INSTRUCTIONS TO FOLLOW
The listing below contains a span that opens with the line containing "What to find: reddish-brown soil" and closes with the line containing "What to find: cabin wall". Return that span exactly.

DATA EXTRACTS

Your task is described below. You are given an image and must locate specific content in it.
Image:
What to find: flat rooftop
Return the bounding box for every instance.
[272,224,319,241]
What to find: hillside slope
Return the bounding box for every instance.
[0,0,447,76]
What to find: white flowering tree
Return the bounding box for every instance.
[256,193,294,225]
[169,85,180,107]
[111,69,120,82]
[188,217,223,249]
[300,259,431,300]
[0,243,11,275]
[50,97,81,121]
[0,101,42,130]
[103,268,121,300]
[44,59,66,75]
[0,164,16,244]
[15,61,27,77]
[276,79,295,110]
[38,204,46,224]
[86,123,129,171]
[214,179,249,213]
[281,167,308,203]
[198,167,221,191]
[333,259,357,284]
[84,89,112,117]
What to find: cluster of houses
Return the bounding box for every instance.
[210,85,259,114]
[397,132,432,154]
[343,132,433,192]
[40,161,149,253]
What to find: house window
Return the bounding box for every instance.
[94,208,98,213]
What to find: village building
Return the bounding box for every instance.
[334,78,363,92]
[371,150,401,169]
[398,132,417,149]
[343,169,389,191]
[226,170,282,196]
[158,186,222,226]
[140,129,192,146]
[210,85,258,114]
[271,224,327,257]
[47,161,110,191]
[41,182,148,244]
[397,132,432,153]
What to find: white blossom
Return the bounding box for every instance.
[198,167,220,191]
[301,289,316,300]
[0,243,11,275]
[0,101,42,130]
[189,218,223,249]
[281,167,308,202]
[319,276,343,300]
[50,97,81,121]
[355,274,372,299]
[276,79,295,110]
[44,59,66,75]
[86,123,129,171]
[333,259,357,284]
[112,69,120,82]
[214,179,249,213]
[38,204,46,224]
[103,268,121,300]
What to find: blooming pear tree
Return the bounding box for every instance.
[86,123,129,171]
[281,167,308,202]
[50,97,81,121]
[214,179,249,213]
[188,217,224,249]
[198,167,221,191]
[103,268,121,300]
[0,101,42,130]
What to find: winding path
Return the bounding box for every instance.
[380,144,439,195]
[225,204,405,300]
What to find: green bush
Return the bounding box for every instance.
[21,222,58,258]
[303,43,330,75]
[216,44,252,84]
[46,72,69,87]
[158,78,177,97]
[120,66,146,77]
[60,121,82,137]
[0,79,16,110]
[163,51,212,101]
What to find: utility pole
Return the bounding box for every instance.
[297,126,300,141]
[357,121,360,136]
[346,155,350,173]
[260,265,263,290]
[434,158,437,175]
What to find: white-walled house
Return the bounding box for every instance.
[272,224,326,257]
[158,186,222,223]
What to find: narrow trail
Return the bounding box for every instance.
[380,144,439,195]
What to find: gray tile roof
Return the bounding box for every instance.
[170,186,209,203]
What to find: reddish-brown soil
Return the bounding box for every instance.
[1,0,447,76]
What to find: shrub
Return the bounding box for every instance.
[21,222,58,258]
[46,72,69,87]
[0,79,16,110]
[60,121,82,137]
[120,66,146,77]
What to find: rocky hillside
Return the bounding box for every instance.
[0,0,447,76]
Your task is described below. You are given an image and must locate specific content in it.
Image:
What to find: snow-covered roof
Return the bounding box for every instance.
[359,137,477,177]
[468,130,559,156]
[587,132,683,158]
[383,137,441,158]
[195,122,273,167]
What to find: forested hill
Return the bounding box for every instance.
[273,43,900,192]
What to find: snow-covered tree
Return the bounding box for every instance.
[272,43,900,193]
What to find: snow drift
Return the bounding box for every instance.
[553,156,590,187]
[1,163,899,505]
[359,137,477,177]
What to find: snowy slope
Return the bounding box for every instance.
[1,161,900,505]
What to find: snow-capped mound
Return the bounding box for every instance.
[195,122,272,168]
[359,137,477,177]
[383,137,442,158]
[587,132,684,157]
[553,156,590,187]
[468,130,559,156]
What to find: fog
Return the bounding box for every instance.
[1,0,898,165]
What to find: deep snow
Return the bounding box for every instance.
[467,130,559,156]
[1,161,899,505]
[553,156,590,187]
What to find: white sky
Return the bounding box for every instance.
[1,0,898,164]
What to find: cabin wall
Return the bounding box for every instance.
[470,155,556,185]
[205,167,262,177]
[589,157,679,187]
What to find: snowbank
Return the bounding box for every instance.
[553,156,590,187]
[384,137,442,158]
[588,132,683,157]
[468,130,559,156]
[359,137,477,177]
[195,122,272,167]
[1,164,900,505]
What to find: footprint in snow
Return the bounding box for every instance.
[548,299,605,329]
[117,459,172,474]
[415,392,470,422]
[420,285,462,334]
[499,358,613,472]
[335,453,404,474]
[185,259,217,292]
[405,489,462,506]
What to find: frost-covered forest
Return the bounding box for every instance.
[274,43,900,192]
* * *
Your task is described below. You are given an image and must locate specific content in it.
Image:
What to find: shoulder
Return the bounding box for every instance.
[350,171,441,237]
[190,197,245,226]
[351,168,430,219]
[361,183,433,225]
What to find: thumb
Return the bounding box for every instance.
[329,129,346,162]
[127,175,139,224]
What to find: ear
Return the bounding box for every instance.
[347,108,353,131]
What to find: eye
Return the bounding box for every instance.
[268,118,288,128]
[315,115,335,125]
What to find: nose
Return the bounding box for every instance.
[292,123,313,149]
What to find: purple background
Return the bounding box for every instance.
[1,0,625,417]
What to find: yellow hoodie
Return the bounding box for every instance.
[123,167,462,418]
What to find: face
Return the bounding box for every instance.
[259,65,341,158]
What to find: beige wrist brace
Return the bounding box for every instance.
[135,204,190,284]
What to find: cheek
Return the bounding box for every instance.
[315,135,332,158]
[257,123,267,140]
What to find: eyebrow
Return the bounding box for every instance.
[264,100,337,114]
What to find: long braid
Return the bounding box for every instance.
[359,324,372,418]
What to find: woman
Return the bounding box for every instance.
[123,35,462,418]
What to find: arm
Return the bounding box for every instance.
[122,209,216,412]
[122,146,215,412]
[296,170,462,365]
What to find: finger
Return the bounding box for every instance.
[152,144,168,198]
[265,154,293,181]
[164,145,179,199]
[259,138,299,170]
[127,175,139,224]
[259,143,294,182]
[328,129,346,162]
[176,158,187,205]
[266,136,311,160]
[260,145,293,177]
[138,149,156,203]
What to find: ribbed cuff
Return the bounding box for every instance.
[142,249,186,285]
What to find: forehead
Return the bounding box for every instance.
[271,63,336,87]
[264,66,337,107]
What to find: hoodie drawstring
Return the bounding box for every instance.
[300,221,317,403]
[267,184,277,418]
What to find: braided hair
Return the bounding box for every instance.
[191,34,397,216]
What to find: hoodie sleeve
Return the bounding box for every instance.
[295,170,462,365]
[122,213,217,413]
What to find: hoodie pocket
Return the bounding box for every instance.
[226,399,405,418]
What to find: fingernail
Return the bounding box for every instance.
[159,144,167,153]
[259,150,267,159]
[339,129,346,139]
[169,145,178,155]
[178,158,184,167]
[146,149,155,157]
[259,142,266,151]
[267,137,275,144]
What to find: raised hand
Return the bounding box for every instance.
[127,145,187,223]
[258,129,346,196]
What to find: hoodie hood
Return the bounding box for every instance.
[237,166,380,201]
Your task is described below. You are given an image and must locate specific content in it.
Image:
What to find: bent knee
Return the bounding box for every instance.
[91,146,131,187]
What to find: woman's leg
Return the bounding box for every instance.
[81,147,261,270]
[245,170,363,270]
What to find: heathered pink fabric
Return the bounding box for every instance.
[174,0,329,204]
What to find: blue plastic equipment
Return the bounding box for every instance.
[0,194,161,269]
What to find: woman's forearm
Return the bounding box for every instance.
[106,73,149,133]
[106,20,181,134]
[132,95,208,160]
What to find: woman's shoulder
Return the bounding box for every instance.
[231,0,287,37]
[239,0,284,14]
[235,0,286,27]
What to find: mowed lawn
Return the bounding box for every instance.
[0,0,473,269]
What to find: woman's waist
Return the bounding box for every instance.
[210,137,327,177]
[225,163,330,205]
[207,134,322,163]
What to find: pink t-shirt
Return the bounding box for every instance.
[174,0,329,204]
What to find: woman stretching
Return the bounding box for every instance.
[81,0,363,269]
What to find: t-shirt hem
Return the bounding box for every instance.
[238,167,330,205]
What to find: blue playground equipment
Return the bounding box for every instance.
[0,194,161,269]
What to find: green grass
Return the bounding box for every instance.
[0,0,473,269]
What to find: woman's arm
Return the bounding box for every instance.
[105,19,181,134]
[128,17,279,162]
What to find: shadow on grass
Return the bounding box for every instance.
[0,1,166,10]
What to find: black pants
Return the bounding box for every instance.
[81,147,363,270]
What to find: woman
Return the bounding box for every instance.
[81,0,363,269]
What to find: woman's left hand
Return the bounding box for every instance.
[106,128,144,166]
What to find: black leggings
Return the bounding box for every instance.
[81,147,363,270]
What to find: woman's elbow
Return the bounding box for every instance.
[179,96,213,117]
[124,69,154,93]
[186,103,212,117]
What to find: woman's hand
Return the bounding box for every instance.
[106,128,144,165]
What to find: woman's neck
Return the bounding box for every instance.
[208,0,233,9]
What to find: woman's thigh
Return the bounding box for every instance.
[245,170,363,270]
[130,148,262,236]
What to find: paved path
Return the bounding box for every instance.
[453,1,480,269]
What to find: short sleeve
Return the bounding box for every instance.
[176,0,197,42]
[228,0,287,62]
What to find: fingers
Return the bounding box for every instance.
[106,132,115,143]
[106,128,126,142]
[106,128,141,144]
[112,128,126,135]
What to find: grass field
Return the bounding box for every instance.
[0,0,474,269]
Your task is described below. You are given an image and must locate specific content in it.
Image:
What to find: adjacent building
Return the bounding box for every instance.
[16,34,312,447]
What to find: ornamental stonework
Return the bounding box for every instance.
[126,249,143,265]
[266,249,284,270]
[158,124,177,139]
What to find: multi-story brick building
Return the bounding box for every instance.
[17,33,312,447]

FINISHED EXERCISE
What to find: reddish-brown soil
Return the bounding box for every instance.
[1,0,447,76]
What to find: shrub
Return the bounding box for every instance.
[21,222,58,258]
[46,72,69,87]
[0,79,16,110]
[60,121,82,137]
[120,66,146,77]
What to find: rocky hillside
Return the bounding box for every instance.
[0,0,447,76]
Your task is described below. You are given an image and must locate specific content in it.
Image:
What to find: snow-covered roof
Return the bounding box for every instance.
[359,137,477,177]
[468,130,559,156]
[587,132,683,158]
[383,137,441,158]
[195,122,273,167]
What to find: forested hill
Return the bounding box for every instance.
[273,43,900,192]
What to find: snow-covered tree
Return the bounding box for every instance.
[272,43,900,193]
What to find: snow drift
Return the bounding box for every instance.
[553,156,590,187]
[1,163,899,505]
[359,137,477,177]
What to find: snowy slope
Return the bounding box for every instance.
[1,161,900,505]
What to find: snow-capped mound
Return the bounding box for every instance.
[195,122,272,168]
[359,137,477,177]
[383,137,442,158]
[587,132,684,157]
[553,156,590,187]
[468,130,559,156]
What to find: fog
Return the bounding box for every instance.
[1,0,898,165]
What to find: deep snow
Return the bounding box for every instance.
[467,130,559,156]
[1,161,899,505]
[553,156,590,187]
What to find: white sky
Return the bounding box for every instance.
[1,0,898,164]
What to find: cabin wall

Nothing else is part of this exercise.